───── EXERCISE MATERIAL

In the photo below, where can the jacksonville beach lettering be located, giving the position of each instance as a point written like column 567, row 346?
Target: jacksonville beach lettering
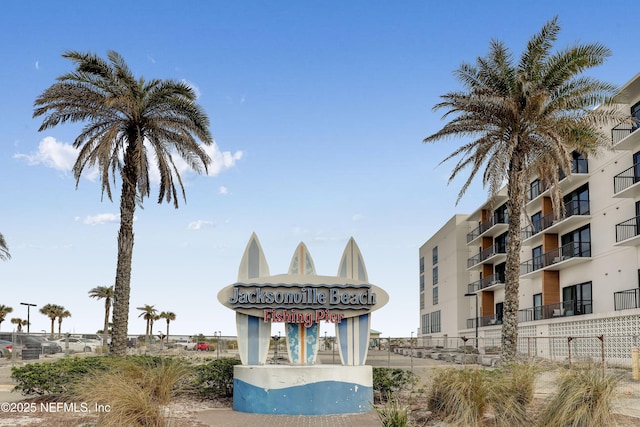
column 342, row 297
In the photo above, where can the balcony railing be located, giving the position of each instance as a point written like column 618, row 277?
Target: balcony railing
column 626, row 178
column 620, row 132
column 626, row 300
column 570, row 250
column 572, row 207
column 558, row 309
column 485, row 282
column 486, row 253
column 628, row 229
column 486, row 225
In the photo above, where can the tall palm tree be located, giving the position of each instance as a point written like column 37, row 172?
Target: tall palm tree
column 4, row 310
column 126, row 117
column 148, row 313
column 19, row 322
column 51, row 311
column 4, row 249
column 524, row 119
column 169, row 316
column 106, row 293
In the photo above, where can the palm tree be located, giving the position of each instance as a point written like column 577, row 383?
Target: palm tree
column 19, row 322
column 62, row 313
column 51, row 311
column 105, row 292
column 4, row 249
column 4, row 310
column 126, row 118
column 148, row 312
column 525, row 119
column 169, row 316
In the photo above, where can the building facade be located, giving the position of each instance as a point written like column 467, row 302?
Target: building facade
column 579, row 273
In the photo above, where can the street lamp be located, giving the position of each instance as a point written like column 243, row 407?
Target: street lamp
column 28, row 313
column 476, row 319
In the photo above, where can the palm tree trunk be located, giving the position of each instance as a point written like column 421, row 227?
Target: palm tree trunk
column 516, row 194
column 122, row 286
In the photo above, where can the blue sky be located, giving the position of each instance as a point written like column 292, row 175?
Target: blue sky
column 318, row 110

──────────
───── EXERCISE MATERIAL

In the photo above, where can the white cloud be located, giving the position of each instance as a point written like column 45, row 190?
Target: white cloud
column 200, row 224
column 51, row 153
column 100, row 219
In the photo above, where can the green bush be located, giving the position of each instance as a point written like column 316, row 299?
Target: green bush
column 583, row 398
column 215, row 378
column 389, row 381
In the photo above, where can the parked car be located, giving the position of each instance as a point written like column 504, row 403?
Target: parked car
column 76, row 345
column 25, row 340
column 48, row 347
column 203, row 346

──────────
───── EXERCISE MATERIAL

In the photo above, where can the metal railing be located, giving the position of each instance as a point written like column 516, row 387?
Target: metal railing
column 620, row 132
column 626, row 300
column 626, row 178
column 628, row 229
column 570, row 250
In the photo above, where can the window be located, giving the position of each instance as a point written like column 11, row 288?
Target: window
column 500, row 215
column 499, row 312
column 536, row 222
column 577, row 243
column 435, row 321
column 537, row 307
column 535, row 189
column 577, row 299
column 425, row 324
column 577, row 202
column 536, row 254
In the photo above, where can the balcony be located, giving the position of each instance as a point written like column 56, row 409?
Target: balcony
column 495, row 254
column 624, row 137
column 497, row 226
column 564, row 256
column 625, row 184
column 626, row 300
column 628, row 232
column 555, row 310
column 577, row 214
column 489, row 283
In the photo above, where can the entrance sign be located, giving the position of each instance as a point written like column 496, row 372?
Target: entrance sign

──────────

Read through the entries and copy each line in which "entrance" appears.

In the photo above, where can the entrance sign be located, giving the position of each instance as a point written like column 496, row 372?
Target: entrance sign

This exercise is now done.